§ **Document text**:
[START]

Similarly to the transmittance, we can visualize how the spheres now get rendered in an arbitrary order. Each of them adding their light occluded by whatever is in front. Note how this visually resolves ordering due to how we’re interpreting whatever is more occluded as being behind and vice-versa.

And after this, we’re done! Every draw is contributing to the final image by the right amount, and all the passes we’ve done could have rendered each transparency draw in any order.

Extra Sauce

Overdraw Prevention

We’ve also gone through ~~not-that-much~~ all this pain to generate our transmittance-over-depth function, why not take advantage of it? Here is a good way I found to put it to good use.

After we’ve generated the transmittance, we can take a look at the resulting function and see if it ever becomes zero, if it does, that means that nothing after that point in the depth range is visible, so let’s just write to a depth buffer and use that for doing transparency shading!

Opaque rendering does just this, because you know that the transmittance after a fully opaque pixel is zero, you can happily write depth and after that, you don’t need to do any shading for depths that lay behind. Transparency rendering is a super-set of that, where transmittance is not binary, but once it’s zero, we’re at the same situation.

By writing depth and testing against that depth we’re avoiding potentially a lot of shading that would have been useless. This is a classic problem with transparency, you have 30 smoke particles that are so dense that you only see the closest 5 or 6 layers, but if you’re following a traditional transparency pipeline you’re having to shade them all. All that work shading the first few ones was wasted, since none of that contributed to the final image.

To do this, after the transmittance generation step, you could run a full-screen draw like the following, where we look for a depth at which it’s safe to consider transmittance to be so low that anything behind won’t contribute to the final result. This could of course be done in many other ways, but the general idea remains the same:

float pixel_shader() : SV_DEPTH
{
    float4 clip_position = /*...*/;
    float threshold = 0.0001;

    //
    // If transmittance an infinite depth is above the threshold, it doesn't ever become
    // zero, so we can bail out.
    //
    float3 transmittance_at_far_depth = sample_transmittance(clip_position.xy, +FLOAT32_INFINITY);
    if (all(transmittance_at_far_depth <= threshold))
    {
        float normalized_depth_at_zero_transmittance = 1.0;
        float sample_depth = 0.5;
        float delta = 0.25;

        //
        // Quick & Dirty way to binary search through the transmittance function
        // looking for a value that's below the threshold.
        //
        int steps = 6;
        for (int i = 0; i < steps; ++i)
        {
            float3 transmittance = sample_transmittance(clip_position.xy, sample_depth);
            if (all(transmittance <= threshold))
            {
                normalized_depth_at_zero_transmittance = sample_depth;
                sample_depth -= delta;
            }
            else
            {
                sample_depth += delta;
            }
            delta *= 0.5;
        }

        //
        // Searching inside the transparency depth bounds, so have to transform that to
        // a world-space linear-depth and that into a device depth we can output into
        // the currently bound depth buffer.
        //
        float device_depth = device_depth_from_normalized_transparency_depth(normalized_depth_at_zero_transmittance);

        return device_depth;
    }

    return 0;
}

Note how here we have to do if (all(transmittance <= threshold)) meaning that we’re checking that all the components of our polychrome transmittance have become zero. If all components are not zero it means that there’s still some light frequencies that can be visible behind a given depth.

Here is a visualization of where this code has written depth due to finding a point at which transmittance became zero. You can see how this triggers in the areas where multiple spheres overlap, especially if they are different colors because they would each be occluding light from different frequencies.

[END]

§ **Data section**:

[START]

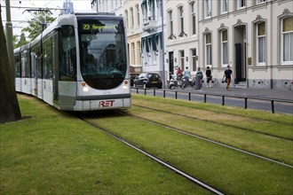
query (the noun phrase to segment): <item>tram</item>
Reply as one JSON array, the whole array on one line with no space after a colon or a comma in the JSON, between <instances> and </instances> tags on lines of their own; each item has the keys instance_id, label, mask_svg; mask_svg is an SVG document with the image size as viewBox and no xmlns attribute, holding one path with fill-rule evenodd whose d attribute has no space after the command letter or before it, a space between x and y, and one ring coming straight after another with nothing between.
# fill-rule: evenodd
<instances>
[{"instance_id":1,"label":"tram","mask_svg":"<svg viewBox=\"0 0 293 195\"><path fill-rule=\"evenodd\" d=\"M123 17L60 15L31 43L14 50L15 90L67 111L131 107Z\"/></svg>"}]
</instances>

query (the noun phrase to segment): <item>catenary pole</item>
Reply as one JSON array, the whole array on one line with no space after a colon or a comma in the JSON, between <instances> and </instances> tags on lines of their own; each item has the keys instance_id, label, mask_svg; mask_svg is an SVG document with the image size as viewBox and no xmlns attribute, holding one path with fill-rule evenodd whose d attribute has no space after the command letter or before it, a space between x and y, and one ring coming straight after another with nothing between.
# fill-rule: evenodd
<instances>
[{"instance_id":1,"label":"catenary pole","mask_svg":"<svg viewBox=\"0 0 293 195\"><path fill-rule=\"evenodd\" d=\"M9 58L9 64L12 67L12 77L14 77L14 66L13 66L13 43L12 43L12 16L10 12L10 0L6 0L6 45L7 45L7 53Z\"/></svg>"},{"instance_id":2,"label":"catenary pole","mask_svg":"<svg viewBox=\"0 0 293 195\"><path fill-rule=\"evenodd\" d=\"M163 31L163 0L161 0L161 18L162 18L162 87L166 87L166 76L165 76L165 40Z\"/></svg>"}]
</instances>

[END]

§ **Requirements**:
A. Retype the passage of the transmittance text that begins at the words "Overdraw Prevention" and stops after "the same situation.".
B. Write out the whole listing above again with every "noun phrase" switched to "object name" and nothing else altered, and leave the pictures out.

§ **Expected results**:
A.
Overdraw Prevention

We’ve also gone through ~~not-that-much~~ all this pain to generate our transmittance-over-depth function, why not take advantage of it? Here is a good way I found to put it to good use.

After we’ve generated the transmittance, we can take a look at the resulting function and see if it ever becomes zero, if it does, that means that nothing after that point in the depth range is visible, so let’s just write to a depth buffer and use that for doing transparency shading!

Opaque rendering does just this, because you know that the transmittance after a fully opaque pixel is zero, you can happily write depth and after that, you don’t need to do any shading for depths that lay behind. Transparency rendering is a super-set of that, where transmittance is not binary, but once it’s zero, we’re at the same situation.

B.
query (the object name to segment): <item>tram</item>
Reply as one JSON array, the whole array on one line with no space after a colon or a comma in the JSON, between <instances> and </instances> tags on lines of their own; each item has the keys instance_id, label, mask_svg; mask_svg is an SVG document with the image size as viewBox and no xmlns attribute, holding one path with fill-rule evenodd whose d attribute has no space after the command letter or before it, a space between x and y, and one ring coming straight after another with nothing between.
# fill-rule: evenodd
<instances>
[{"instance_id":1,"label":"tram","mask_svg":"<svg viewBox=\"0 0 293 195\"><path fill-rule=\"evenodd\" d=\"M123 17L60 15L31 43L14 50L15 90L67 111L131 107Z\"/></svg>"}]
</instances>

query (the object name to segment): <item>catenary pole</item>
Reply as one JSON array, the whole array on one line with no space after a colon or a comma in the JSON, between <instances> and </instances> tags on lines of their own; each item has the keys instance_id, label, mask_svg; mask_svg is an SVG document with the image size as viewBox and no xmlns attribute, holding one path with fill-rule evenodd whose d attribute has no space after the command letter or before it, a space between x and y, and one ring coming straight after another with nothing between.
# fill-rule: evenodd
<instances>
[{"instance_id":1,"label":"catenary pole","mask_svg":"<svg viewBox=\"0 0 293 195\"><path fill-rule=\"evenodd\" d=\"M9 58L9 64L12 67L12 77L14 77L14 66L13 66L13 43L12 43L12 16L10 12L10 0L6 0L6 45L7 45L7 53Z\"/></svg>"},{"instance_id":2,"label":"catenary pole","mask_svg":"<svg viewBox=\"0 0 293 195\"><path fill-rule=\"evenodd\" d=\"M163 31L163 0L161 0L161 18L162 18L162 87L166 87L166 76L165 76L165 40Z\"/></svg>"}]
</instances>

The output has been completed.